Goal of the exercise: Please answer from the card-game passage below: which card stood at the top of the totem pole among big creatures back then?

In the beginning, there was “CCS.”
By “beginning,” I literally mean twenty years ago. When I was learning the ropes of this incredible game, Revised booster packs and starter decks were still on the shelves. This was before U/W control, Delver, Faeries, Fish, or Keeper. Before Decree of Justice and Morphling were the preferred win conditions for blue decks. Before “the stack” was a thing and before Wizards of the Coast decided to roll interrupts into instants. People gave honest consideration to playing Lord of the Pit, Serra Angel was rare and incredible, and Shivan Dragon was worth two Underground Sea in a trade…maybe even three.
Back then, there was a certain balance to the game that is markedly different from now. Creatures were fairly terrible across the board. Force of Nature represented the top of the totem pole as far as big beaters went, leading green to be the color of giant creatures and owner of one of the only ways that you could reliably play multiple colors in one deck: Birds of Paradise. Red came in a close second on the creature front, with a touch of direct damage and land destruction thrown in to make up for any perceived short-comings.
White and black were largely identical as the go-to colors of removal and Reanimation, the only difference being that the lighter side of things got life gain and ways to deal with artifacts and enchantments and the dark side got Demonic Tutor. Kind of a push.

Listed entries:
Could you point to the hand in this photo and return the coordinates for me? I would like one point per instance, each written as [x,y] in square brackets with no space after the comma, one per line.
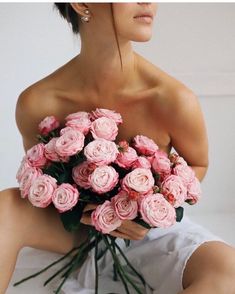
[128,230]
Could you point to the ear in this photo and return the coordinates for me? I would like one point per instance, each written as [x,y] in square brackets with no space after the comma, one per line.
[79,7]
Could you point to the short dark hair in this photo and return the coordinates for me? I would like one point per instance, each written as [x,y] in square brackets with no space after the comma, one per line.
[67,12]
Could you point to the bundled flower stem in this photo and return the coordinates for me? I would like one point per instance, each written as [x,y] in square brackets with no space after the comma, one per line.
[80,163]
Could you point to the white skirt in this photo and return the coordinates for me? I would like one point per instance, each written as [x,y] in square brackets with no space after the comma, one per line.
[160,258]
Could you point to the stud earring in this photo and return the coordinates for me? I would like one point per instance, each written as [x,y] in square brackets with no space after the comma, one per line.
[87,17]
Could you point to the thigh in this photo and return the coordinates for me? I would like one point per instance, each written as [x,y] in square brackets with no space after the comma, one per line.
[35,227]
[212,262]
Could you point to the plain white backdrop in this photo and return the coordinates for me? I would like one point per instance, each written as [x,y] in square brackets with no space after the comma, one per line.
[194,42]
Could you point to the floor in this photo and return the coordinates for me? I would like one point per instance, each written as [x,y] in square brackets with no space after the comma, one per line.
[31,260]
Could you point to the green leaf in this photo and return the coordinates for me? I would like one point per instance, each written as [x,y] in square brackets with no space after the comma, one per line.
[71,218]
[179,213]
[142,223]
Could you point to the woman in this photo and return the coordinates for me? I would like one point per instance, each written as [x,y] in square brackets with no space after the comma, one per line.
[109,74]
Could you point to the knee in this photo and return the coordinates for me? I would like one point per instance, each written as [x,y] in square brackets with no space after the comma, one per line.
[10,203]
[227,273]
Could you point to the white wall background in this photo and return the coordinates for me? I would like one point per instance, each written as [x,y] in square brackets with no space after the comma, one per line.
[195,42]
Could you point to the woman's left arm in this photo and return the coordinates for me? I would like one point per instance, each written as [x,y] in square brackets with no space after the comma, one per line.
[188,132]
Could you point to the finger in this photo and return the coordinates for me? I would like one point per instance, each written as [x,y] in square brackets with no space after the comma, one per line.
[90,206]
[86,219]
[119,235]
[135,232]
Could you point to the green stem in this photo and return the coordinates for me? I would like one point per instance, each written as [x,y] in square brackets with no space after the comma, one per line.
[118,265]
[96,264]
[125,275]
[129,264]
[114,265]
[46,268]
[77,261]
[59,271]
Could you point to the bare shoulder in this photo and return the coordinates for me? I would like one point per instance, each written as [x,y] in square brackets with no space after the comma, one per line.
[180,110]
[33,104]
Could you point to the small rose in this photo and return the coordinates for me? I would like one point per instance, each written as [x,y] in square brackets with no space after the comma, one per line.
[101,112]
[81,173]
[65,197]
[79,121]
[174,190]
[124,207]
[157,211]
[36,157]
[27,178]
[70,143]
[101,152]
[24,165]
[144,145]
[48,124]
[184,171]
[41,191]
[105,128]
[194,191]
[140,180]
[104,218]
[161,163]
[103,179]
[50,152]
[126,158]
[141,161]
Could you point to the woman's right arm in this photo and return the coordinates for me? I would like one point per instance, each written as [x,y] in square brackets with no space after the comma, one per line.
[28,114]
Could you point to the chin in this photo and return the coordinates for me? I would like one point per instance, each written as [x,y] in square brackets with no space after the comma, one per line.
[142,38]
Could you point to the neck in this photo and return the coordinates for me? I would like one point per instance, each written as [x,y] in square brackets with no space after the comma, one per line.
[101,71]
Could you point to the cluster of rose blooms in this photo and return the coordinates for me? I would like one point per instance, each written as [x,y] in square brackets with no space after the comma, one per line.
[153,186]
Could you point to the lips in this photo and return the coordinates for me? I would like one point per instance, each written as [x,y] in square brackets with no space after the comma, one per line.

Task solution: Force of Nature.